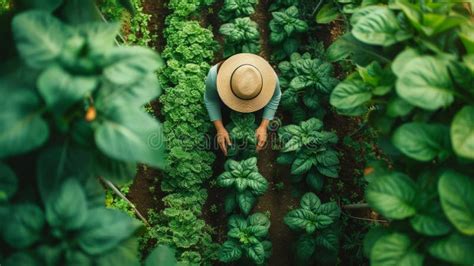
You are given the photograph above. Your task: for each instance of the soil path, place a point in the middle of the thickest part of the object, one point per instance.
(140, 193)
(277, 200)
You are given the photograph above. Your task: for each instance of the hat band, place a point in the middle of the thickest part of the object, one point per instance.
(259, 89)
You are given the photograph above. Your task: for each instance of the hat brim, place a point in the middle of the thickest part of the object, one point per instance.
(223, 82)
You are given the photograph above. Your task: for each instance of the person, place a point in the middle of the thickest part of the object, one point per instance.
(244, 83)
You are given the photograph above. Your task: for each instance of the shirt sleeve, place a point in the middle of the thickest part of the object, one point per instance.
(211, 98)
(272, 106)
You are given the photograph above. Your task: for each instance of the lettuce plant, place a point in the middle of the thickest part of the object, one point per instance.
(240, 36)
(419, 97)
(246, 184)
(242, 133)
(285, 28)
(306, 147)
(306, 84)
(237, 8)
(317, 224)
(247, 240)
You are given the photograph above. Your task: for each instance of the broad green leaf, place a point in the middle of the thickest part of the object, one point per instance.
(430, 224)
(161, 255)
(350, 93)
(21, 258)
(302, 164)
(392, 195)
(379, 27)
(372, 236)
(398, 107)
(132, 136)
(462, 132)
(256, 253)
(395, 249)
(259, 219)
(67, 207)
(328, 239)
(456, 192)
(105, 229)
(8, 182)
(100, 36)
(315, 181)
(310, 202)
(39, 37)
(246, 201)
(402, 59)
(361, 53)
(425, 83)
(22, 128)
(327, 13)
(455, 248)
(24, 226)
(230, 251)
(61, 90)
(422, 142)
(301, 219)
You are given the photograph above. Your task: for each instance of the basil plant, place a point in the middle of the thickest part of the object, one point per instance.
(72, 112)
(245, 182)
(414, 83)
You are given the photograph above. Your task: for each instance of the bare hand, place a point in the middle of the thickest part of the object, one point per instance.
(261, 135)
(223, 139)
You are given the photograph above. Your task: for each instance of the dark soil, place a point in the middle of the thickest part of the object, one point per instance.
(146, 177)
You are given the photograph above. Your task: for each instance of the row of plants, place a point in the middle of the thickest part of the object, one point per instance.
(72, 113)
(247, 236)
(413, 82)
(188, 51)
(240, 32)
(307, 80)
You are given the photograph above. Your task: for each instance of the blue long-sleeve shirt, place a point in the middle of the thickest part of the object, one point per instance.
(213, 102)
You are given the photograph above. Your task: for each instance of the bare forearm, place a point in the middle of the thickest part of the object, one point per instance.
(219, 125)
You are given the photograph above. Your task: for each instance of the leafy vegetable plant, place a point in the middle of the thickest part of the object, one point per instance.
(285, 27)
(237, 8)
(72, 112)
(246, 183)
(418, 95)
(247, 239)
(317, 224)
(306, 84)
(240, 36)
(306, 147)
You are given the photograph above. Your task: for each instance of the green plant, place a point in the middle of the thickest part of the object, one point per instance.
(240, 36)
(285, 28)
(64, 124)
(245, 180)
(317, 224)
(242, 133)
(307, 148)
(419, 97)
(306, 84)
(237, 8)
(247, 239)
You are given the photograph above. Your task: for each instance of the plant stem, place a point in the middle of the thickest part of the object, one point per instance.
(120, 194)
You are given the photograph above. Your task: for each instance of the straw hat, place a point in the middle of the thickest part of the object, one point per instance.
(246, 82)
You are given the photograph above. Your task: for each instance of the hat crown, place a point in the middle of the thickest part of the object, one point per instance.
(246, 82)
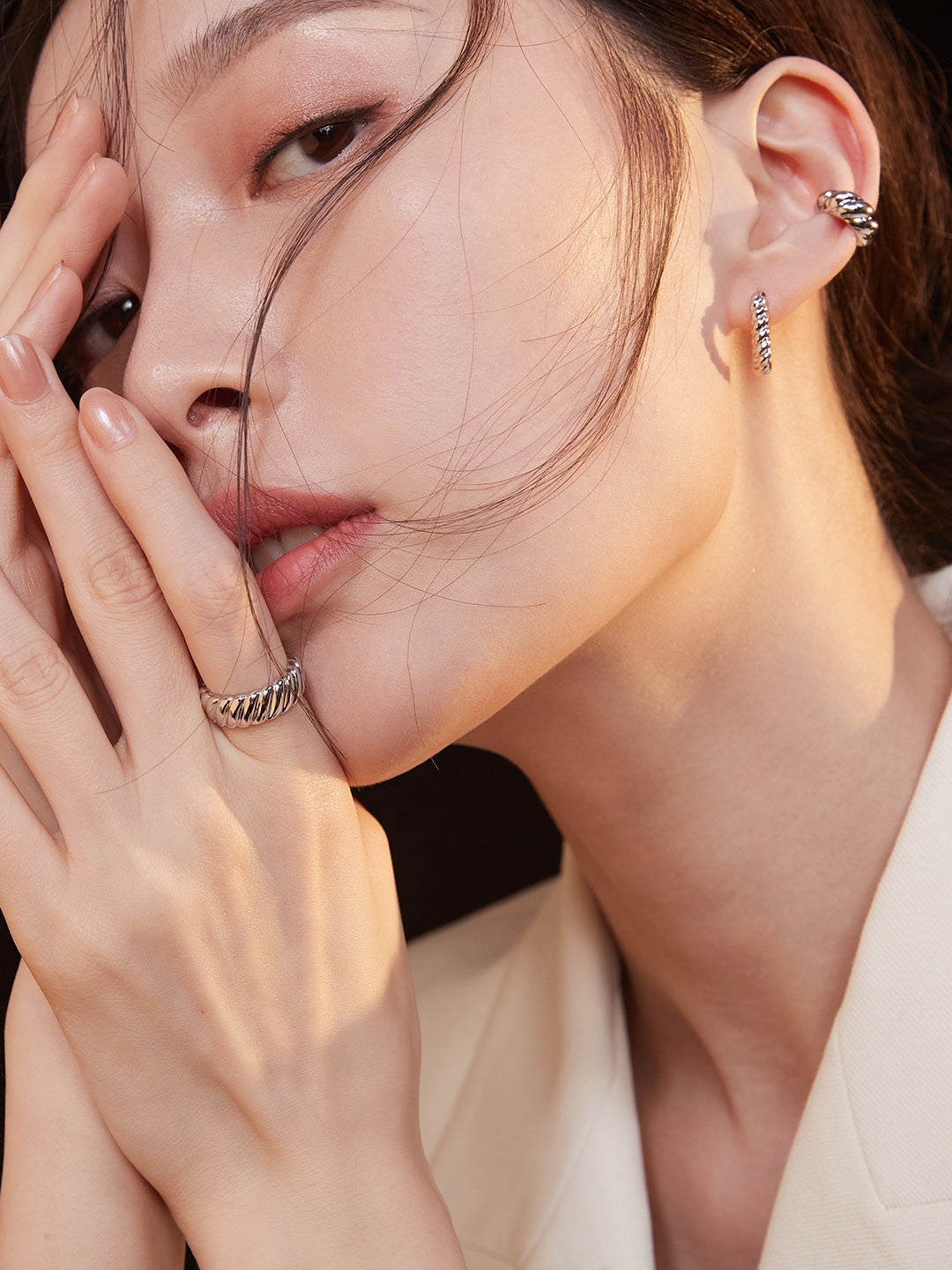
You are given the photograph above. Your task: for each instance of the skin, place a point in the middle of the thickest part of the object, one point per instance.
(709, 623)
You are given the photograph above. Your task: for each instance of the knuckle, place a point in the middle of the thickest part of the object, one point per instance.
(51, 444)
(34, 673)
(122, 577)
(219, 597)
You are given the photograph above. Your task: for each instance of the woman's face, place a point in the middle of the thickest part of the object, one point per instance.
(437, 340)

○ ○ ○ ○ ○

[EXERCISE] Write out every line above exactly, minus images.

[RESPONSE TO THIS EXERCISE]
You are given the photograph above. Your task: for each instance of the soil path, place a point in the middle of the thickest part of the object, one point per instance.
(140, 193)
(277, 200)
You are given the photograph above. Your task: for each instance of the hat band, place a point in the middle of the thickest part of the object, one point per instance.
(259, 89)
You are given the photograph above. Your task: for each instance of the hat brim, place a point in the middle of the thickest part of the object, one point per instance.
(223, 82)
You are given the photograph above. Your task: for each instance of the person, place a point in the middle of the thickest part of the object, one point per instance.
(244, 83)
You are given the photograph above. Your task: for each instance of the shirt sleeve, place a point in the middle of the thickest part of the object, one point per instance.
(211, 98)
(272, 106)
You are given the photograph above. Your task: for each instance of the lettuce plant, place a point in the middle of the thickest part of the object, one point per instance.
(240, 36)
(419, 97)
(246, 184)
(242, 133)
(285, 28)
(306, 147)
(306, 84)
(237, 8)
(317, 224)
(247, 240)
You are given the photograph above. Your task: for each instance of the broad green leaf, place a point in the middle of the thickest part of the object, one point per instance.
(430, 224)
(161, 255)
(350, 93)
(21, 258)
(302, 164)
(392, 195)
(379, 27)
(372, 236)
(398, 107)
(132, 136)
(462, 132)
(256, 253)
(395, 249)
(259, 219)
(67, 207)
(328, 239)
(456, 192)
(105, 229)
(8, 182)
(100, 36)
(315, 181)
(310, 202)
(39, 37)
(246, 201)
(402, 59)
(361, 53)
(425, 83)
(22, 128)
(327, 13)
(455, 248)
(24, 226)
(230, 251)
(61, 90)
(422, 142)
(301, 219)
You are given the photograph above. Your task: for each instance of the basil plant, place a point in the middle of the thickest part of the object, one point per instance.
(72, 112)
(245, 182)
(414, 83)
You are given the photograph above. Your task: for each instance of the bare hand, place a point in the middle of the thickest part of the object, one point per instance.
(261, 135)
(223, 139)
You are given the photograph above. Your task: for each instance of the dark soil, place a point in the middle of the thickest part of the object, one point per instance.
(146, 177)
You are given the photograph above. Your task: for each instance of the row of plants, place a point in the middle of the thickest part of the object, one point per instance.
(72, 113)
(247, 236)
(413, 82)
(188, 51)
(240, 32)
(307, 80)
You are given the photograph above. Your task: for each instance of the blue long-sleeve shirt, place a point in the middle of the thickest part of the object, one point per instance.
(213, 102)
You are given the photograph above. Your task: for each instance of the bare forearm, place a point in the middle of the thickest part of the object, one point per instance.
(219, 125)
You are given the photograph above. Your task: for each instance of the leafy vegetable plant, place a point in the middle of the thickest part of the object, one point per instance.
(285, 27)
(237, 8)
(72, 112)
(246, 183)
(418, 95)
(247, 239)
(317, 224)
(306, 84)
(240, 36)
(306, 147)
You are given the photograph above. Your task: for each instance of the green plant, place a point in the middle of the thickest part of the object, one point per instance.
(240, 36)
(285, 28)
(64, 124)
(245, 180)
(317, 224)
(242, 133)
(307, 148)
(419, 97)
(306, 84)
(237, 8)
(247, 239)
You are given the photograph above. Your task: for each instance of the plant stem, place a point in the middle of the thickest part of the object, one point per instance.
(120, 194)
You are given the photograph above. Your task: for each instance of the straw hat, place a point in the middle of the thickest part of the object, one point per instance.
(246, 82)
You are given the photograph above. Your task: for each instance of the hat crown, place a point in the middle of the thickest part of the object, one point per instance.
(246, 82)
You are given the photograph above. Your task: for each instance of the skin, place a point in the middle of the thickest part of the object, one point per instance.
(709, 623)
You are given the photograph above. Your task: for each instance of the knuckle, place a point in the middle of the thickest part of the object, one point per instance.
(51, 444)
(34, 673)
(122, 577)
(219, 597)
You are given the photograph above. Your task: for each instance of the woman's face, place a point in the middle of the thickest part of the object, one point per instance.
(437, 340)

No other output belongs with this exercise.